Windows Azure Storage Client Library: Rewinding stream position less than BlobStream.ReadAheadSize can result in lost bytes from BlobStream.Read()

Update 3/09/011: The bug is fixed in the Windows Azure SDK March 2011 release .

In the current Windows Azure storage client library, BlobStream.Read() may read less than the requested number of bytes if the user rewinds the stream position. This occurs when using the seek operation to a position which is equal or less than BlobStream.ReadAheadSize byte(s) away from the previous start position. Furthermore, in this case, if BlobStream.Read() is called again to read the remaining bytes, data from an incorrect position will be read into the buffer.

What does ReadAheadSize property do?

BlobStream.ReadAheadSize is used to define how many extra bytes to prefetch in a get blob request when BlobStream.Read() is called. This design is suppose to ensure that the storage client library does not need to send another request to the blob service if BlobStream.Read() is called again to read N bytes from the current position, where N < BlobStream.ReadAheadSize. It is an optimization for reading blobs in the forward direction, which reduces the number of the get blob requests to the blob service when reading a Blob.

This bug impacts users only if their scenario involves rewinding the stream to read, i.e. using Seek operation to seek to a position BlobStream.ReadAheadSize bytes less than the previous byte offset.

The root cause of this issue is that the number of bytes to read is incorrectly calculated in the storage client library when the stream position is rewound by N bytes using Seek, where N <=BlobStream.ReadAheadSize bytes away from the previous read’s start offset. (Note, if the stream is rewound more than BlobStream.ReadAheadSize bytes away from the previous start offset, the stream reads work as expected.)

To understand this issue better, let us explain this using an example of user code that exhibits this bug.

▶ Your tasks
1: In the records below, copy out word for word every line from the one with "Label check: the above image was tagged as containing the red" up to and including the one with "134;145;158;152".
2: Write the next part of the article about the BlobStream.Read() bug, picking up after its last sentence.

▶ Material provided

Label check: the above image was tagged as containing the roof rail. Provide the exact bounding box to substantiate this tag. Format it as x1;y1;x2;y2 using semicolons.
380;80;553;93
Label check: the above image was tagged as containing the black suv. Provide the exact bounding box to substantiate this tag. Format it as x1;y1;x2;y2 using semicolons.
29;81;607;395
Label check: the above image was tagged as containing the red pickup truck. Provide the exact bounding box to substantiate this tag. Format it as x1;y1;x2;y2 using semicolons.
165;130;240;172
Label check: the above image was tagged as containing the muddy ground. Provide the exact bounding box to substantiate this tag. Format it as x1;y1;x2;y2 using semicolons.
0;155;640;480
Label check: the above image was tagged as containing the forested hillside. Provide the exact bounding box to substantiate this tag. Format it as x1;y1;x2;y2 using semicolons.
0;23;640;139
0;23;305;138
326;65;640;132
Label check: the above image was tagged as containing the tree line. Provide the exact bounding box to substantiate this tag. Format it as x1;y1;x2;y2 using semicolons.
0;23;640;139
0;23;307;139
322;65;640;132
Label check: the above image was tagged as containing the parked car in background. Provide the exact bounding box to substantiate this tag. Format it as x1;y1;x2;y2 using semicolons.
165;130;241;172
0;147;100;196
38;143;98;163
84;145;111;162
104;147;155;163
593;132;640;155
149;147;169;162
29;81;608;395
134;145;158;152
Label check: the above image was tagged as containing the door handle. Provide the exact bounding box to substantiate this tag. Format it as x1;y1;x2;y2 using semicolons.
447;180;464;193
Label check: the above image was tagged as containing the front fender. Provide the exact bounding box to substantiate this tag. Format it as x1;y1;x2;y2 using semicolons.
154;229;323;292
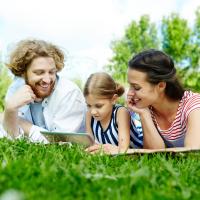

▶ Results of the exercise
1:
Label check: the above image was tagged as containing the red pickup truck. Provide the exact bounding box to substantiate this tag. Format it as x1;y1;x2;y2 using semicolons.
165;130;240;172
Label check: the above image was tagged as containing the muddy ground. Provide the exact bounding box to substantiate this tag. Format it as x1;y1;x2;y2 using semicolons.
0;155;640;480
Label check: the above image was tagged as containing the forested hillside. Provide the exact bounding box to substantiate this tag. Format it as x1;y1;x2;y2 using semicolons.
0;23;640;139
0;23;305;138
326;65;640;132
Label check: the above image was tagged as containing the tree line. Provide the exact bounding box to substantiate this tag. Format it as x1;y1;x2;y2 using semicolons.
0;23;640;139
0;23;307;139
322;65;640;132
Label check: the above image was tagged as containing the parked car in background. Provide the exact bounding box to substantiate this tag. Format it as x1;y1;x2;y2 using semicolons.
165;130;241;172
0;147;100;196
38;143;98;163
84;145;111;162
104;147;155;163
593;132;640;155
149;147;169;162
29;81;608;395
134;145;158;152

2:
We begin with getting a BlobStream that we can use to read the blob, which is 16MB in size. We set the ReadAheadSize to 16 bytes. We then seek to offset 100 and read 16 bytes of data. :

 BlobStream stream = blob.OpenRead();
stream.ReadAheadSize = 16;
int bufferSize = 16;
int readCount;
byte[] buffer1 = new byte[bufferSize];
stream.Seek(100, System.IO.SeekOrigin.Begin);
readCount = stream.Read(buffer1, 0, bufferSize);

BlobStream.Read() works as expected in which buffer1 is filled with 16 bytes of the blob data from offset 100. Because of ReadAheadSize set to 16, the Storage Client issues a read request for 32 bytes of data as seen in the request trace as seen in the “x-ms-range” header set to 100-131 in the request trace. The response as we see in the content-length, returns the 32 bytes:

Request and response trace:

Request header:
GET https://foo.blob.core.windows.net/test/blob?timeout=90 HTTP/1.1
x-ms-version: 2009-09-19
User-Agent: WA-Storage/0.0.0.0
x-ms-range: bytes=100-131

Response header:
HTTP/1.1 206 Partial Content
Content-Length: 32
Content-Range: bytes 100-131/16777216
Content-Type: application/octet-stream

We will now rewind the stream to 10 bytes away from the previous read’s start offset (previous start offset was at 100 and so the new offset is 90). It is worth noting that 10 is < ReadAheadSize which exhibits the problem (note, if we had set the seek to be > ReadAheadSize back from 100, then everything would work as expected). We then issue a Read for 16 bytes starting from offset 90.

 byte[] buffer2 = new byte[bufferSize];
stream.Seek(90, System.IO.SeekOrigin.Begin);
readCount = stream.Read(buffer2, 0, bufferSize);

BlobStream.Read() does not work as expected here. It is called to read 16 bytes of the blob data from offset 90 into buffer2, but only 9 bytes of blob data is downloaded because the Storage Client has a bug in calculating the size it needs to read as seen in the trace below. We see that x-ms-range is set to 9 bytes (range = 90-98 rather than 90-105) and the content-length in the response set to 9.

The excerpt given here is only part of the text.